Excerpt to read >>
The press is even relatively well-equipped to handle competitive skill-focused multi-player games as long as they’re grounded in a well-established genre. Got a FPS to review? Jot down a list of features, compare its level of execution to the most popular games in the genre at the time, and you’re good.

Where it gets to be a lot more hit & miss is when the press is faced with a skill-focused game that doesn’t easily fit into a pre-established category. These are games designed to be played over a period of months, honing your craft & improving your scores & times, not rushed through to see what happens at the end of the story. And if the reviewer doesn’t even realize that this is a skill-focused game and instead thinks that the game is an experienced-focused game because it’s single-player and has a story? Heaven help the developer of that game who is hoping for a good metacritic score because they’re not going to get it.

Now if someone buys a game like this and doesn’t immediately get it, what are they going to do? Well, they have an investment in the game (the money they spent and their desire to enjoy the game) so they’re going to put in the effort to try to get something out of the game. They’ll keep at it until the game’s systems click for them, or they’ll look online at gameplay videos, ask questions on forums, check out a FAQ, etc. Some of them will eventually end up deciding that the game is bad or just not for them, but many of them will eventually end up enjoying the game. And if they end up enjoying the game, they may stick with the game and compete on the leaderboards, try to 100% the game, get all the achievements, etc.

Information supplied >>
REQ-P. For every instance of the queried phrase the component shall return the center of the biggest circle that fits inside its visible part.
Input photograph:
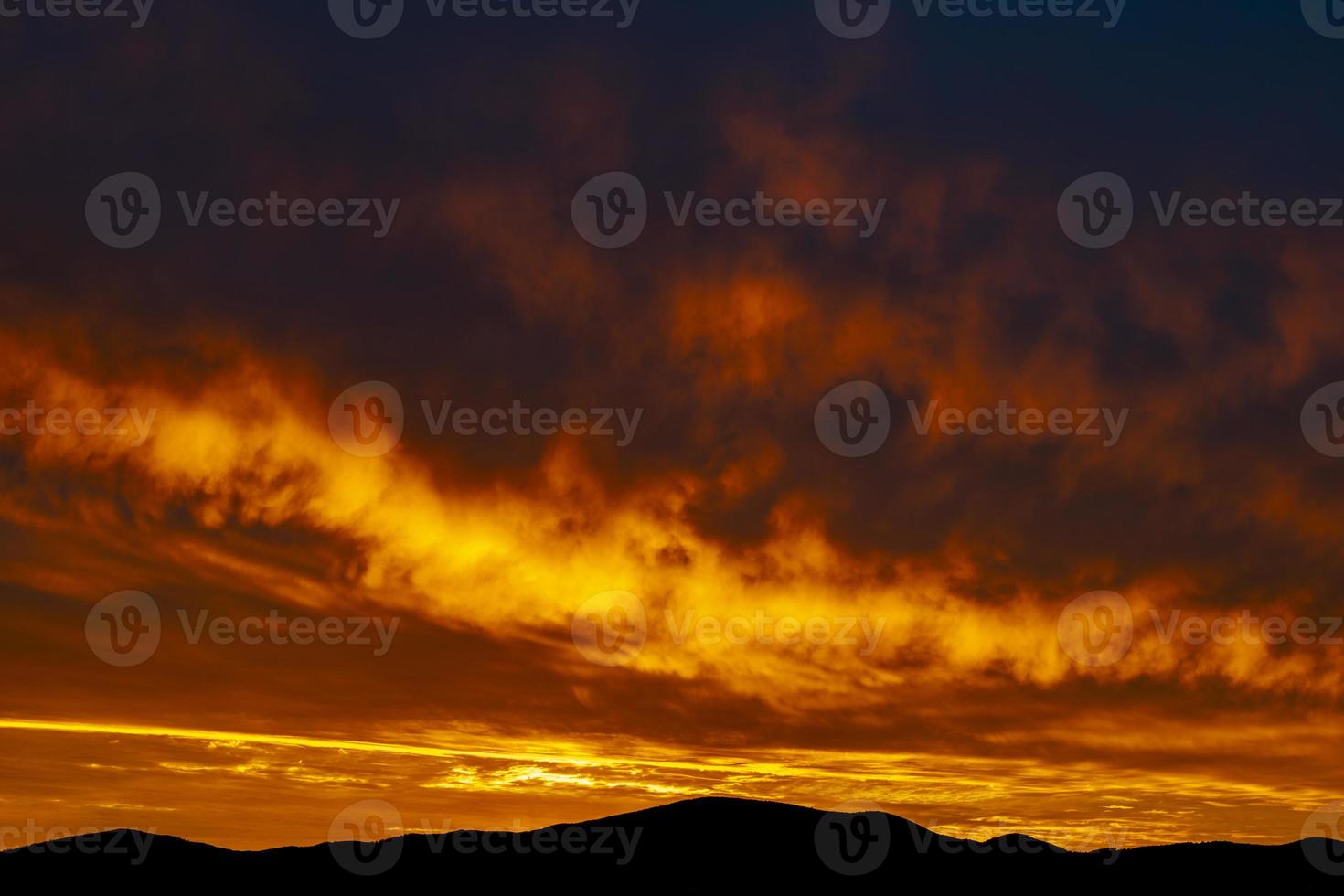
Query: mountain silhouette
(709, 845)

Instructions to follow >> Quote the passage on game reviewing word for word, starting at "The press is even" and ending at "and you’re good.".

Task solution >>
The press is even relatively well-equipped to handle competitive skill-focused multi-player games as long as they’re grounded in a well-established genre. Got a FPS to review? Jot down a list of features, compare its level of execution to the most popular games in the genre at the time, and you’re good.